►

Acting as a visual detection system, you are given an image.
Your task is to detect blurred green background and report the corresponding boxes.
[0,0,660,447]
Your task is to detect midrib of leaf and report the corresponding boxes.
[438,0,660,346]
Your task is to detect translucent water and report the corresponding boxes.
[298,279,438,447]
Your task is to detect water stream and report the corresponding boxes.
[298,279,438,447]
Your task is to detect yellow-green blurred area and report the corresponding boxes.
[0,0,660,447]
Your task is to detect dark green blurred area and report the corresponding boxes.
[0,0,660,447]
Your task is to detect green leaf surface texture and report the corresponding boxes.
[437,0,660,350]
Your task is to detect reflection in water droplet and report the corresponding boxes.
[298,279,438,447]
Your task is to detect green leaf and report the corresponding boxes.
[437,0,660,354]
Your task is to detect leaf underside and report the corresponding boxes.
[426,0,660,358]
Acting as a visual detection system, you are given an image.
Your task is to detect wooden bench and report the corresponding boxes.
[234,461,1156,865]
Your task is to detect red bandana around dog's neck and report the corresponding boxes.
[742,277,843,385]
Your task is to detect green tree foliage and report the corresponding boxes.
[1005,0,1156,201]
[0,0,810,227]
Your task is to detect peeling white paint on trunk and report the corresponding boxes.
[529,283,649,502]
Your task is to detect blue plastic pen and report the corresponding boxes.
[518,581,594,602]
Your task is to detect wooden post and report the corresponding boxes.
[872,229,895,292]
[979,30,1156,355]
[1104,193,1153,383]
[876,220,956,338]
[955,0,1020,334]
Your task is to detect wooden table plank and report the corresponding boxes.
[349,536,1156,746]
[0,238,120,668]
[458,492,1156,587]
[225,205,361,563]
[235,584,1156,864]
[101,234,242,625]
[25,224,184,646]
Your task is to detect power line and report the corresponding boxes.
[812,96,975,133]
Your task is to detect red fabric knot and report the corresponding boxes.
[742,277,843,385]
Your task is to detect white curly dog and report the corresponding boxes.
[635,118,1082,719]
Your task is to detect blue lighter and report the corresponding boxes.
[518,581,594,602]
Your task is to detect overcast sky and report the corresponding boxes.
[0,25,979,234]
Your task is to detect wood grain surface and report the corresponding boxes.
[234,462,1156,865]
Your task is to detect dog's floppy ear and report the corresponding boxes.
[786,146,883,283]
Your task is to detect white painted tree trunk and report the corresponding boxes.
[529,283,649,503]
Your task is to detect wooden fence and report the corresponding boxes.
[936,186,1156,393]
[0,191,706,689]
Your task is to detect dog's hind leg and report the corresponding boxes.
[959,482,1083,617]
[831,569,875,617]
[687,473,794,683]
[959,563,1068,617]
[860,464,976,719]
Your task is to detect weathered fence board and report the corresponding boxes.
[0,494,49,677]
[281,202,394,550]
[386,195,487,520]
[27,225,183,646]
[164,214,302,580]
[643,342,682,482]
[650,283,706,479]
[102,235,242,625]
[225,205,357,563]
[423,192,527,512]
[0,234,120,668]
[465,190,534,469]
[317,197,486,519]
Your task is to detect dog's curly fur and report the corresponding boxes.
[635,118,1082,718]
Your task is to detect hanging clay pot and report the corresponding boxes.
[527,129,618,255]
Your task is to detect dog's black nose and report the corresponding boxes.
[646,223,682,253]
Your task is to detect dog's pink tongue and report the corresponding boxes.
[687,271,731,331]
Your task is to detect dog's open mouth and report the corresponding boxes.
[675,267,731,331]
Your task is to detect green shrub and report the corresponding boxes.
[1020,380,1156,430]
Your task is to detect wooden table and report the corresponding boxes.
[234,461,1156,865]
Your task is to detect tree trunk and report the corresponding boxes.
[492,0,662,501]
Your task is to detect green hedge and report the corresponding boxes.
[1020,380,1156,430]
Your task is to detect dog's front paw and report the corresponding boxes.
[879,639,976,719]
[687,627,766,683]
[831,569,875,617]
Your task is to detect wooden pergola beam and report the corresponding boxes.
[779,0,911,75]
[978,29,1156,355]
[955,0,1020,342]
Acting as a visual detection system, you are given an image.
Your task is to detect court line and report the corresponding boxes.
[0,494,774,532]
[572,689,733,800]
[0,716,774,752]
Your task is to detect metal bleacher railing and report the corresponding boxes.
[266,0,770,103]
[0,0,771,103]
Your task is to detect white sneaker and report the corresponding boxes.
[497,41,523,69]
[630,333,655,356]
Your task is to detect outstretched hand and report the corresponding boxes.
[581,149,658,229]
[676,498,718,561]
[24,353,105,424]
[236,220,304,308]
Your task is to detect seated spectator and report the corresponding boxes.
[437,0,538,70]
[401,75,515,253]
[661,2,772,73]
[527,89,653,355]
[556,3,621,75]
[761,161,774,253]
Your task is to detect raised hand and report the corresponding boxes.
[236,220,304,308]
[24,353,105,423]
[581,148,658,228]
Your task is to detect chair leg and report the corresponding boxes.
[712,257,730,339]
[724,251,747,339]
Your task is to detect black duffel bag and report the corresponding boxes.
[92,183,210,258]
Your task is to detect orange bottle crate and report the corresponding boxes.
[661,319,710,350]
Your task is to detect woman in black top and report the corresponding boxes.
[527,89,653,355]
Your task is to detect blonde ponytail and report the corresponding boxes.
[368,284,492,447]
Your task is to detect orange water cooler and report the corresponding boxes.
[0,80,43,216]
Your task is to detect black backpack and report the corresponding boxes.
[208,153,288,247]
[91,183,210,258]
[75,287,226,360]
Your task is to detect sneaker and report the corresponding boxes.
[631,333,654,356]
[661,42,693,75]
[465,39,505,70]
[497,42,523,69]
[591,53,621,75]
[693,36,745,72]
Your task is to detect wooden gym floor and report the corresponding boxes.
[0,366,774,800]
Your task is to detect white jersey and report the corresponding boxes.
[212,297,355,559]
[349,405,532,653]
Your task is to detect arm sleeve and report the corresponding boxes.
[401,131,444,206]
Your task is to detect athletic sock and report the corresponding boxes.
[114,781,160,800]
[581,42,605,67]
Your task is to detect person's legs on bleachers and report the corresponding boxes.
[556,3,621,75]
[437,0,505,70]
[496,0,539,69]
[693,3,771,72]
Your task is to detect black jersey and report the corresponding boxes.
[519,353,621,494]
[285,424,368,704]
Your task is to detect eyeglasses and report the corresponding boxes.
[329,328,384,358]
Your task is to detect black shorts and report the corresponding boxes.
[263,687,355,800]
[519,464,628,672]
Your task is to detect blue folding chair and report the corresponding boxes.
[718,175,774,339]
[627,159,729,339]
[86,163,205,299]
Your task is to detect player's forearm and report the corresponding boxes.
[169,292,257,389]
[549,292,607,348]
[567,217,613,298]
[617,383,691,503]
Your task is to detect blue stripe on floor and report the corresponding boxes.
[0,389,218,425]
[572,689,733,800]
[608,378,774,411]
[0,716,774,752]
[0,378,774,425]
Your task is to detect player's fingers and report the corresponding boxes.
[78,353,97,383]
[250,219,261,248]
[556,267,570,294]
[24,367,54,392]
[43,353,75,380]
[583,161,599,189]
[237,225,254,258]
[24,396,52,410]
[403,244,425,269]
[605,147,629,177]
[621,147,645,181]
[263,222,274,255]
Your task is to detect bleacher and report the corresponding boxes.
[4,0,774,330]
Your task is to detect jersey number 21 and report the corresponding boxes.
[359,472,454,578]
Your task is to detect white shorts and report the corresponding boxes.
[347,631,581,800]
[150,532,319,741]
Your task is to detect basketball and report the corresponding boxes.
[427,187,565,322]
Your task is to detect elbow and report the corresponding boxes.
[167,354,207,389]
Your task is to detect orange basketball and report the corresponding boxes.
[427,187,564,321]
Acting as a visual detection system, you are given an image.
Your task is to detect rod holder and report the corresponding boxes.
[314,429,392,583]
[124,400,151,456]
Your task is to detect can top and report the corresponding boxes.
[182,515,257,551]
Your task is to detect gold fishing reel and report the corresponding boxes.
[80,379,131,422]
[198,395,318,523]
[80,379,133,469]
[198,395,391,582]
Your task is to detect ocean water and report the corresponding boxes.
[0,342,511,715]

◄

> _The request_
From the line containing "Your task is to detect white shorts" down to the last line, reproduce the records exactly. Include both ends.

> _Result of this exercise_
Your task is to detect white shorts and report the corresponding boxes.
[347,631,581,800]
[150,532,319,741]
Your task is to detect basketball and report the corresponding boxes.
[427,187,565,322]
Your task is to detect elbow and report the corresponding boxes.
[167,354,207,389]
Your task is to detect orange basketball and report the corresponding boxes.
[427,187,564,321]
Acting as a visual detection system, you are given an image.
Your task is to detect rod holder and report the corresponding boxes.
[314,429,392,583]
[124,400,151,456]
Your task is to detect can top and report the corresponding boxes.
[182,515,257,551]
Your task is to detect gold fishing reel and report the corresponding boxes.
[80,379,131,422]
[198,395,318,523]
[80,379,133,469]
[198,395,391,582]
Your task is to detect ocean water and report the corresponding boxes.
[0,342,511,715]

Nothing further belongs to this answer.